What you need to do:
Copy out the entries below word for word, from the line containing "Prove it: the candle label" through the end of the entries, including both ends.
************
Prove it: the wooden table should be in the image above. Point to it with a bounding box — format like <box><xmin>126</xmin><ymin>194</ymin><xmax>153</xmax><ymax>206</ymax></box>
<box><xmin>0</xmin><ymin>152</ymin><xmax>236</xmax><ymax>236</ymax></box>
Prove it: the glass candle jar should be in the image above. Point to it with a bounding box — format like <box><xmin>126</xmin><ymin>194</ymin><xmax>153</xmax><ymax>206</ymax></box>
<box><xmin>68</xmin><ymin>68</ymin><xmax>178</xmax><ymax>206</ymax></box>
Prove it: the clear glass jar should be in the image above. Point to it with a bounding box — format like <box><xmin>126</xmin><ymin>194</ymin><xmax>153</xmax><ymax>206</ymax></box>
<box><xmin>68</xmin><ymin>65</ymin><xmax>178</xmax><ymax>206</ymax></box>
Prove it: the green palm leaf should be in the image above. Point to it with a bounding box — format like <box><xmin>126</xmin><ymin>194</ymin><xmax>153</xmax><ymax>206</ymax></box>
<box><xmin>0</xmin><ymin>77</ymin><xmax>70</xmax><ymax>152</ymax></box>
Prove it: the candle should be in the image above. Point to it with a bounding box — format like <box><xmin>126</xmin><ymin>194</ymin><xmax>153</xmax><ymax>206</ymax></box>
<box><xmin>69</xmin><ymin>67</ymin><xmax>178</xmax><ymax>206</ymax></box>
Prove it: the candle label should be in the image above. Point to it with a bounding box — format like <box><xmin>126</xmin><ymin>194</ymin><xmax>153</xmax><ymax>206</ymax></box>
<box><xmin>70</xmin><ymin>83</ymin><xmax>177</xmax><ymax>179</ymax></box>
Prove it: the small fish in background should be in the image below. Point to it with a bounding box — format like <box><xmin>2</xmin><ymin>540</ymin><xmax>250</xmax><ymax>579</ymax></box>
************
Response below:
Prove it: the candle label should be in the image above. Point to it with a bounding box — format like <box><xmin>126</xmin><ymin>194</ymin><xmax>153</xmax><ymax>206</ymax></box>
<box><xmin>70</xmin><ymin>83</ymin><xmax>177</xmax><ymax>179</ymax></box>
Prove it: the small fish in background should be in the image below. Point to it with a bounding box — format like <box><xmin>2</xmin><ymin>540</ymin><xmax>250</xmax><ymax>579</ymax></box>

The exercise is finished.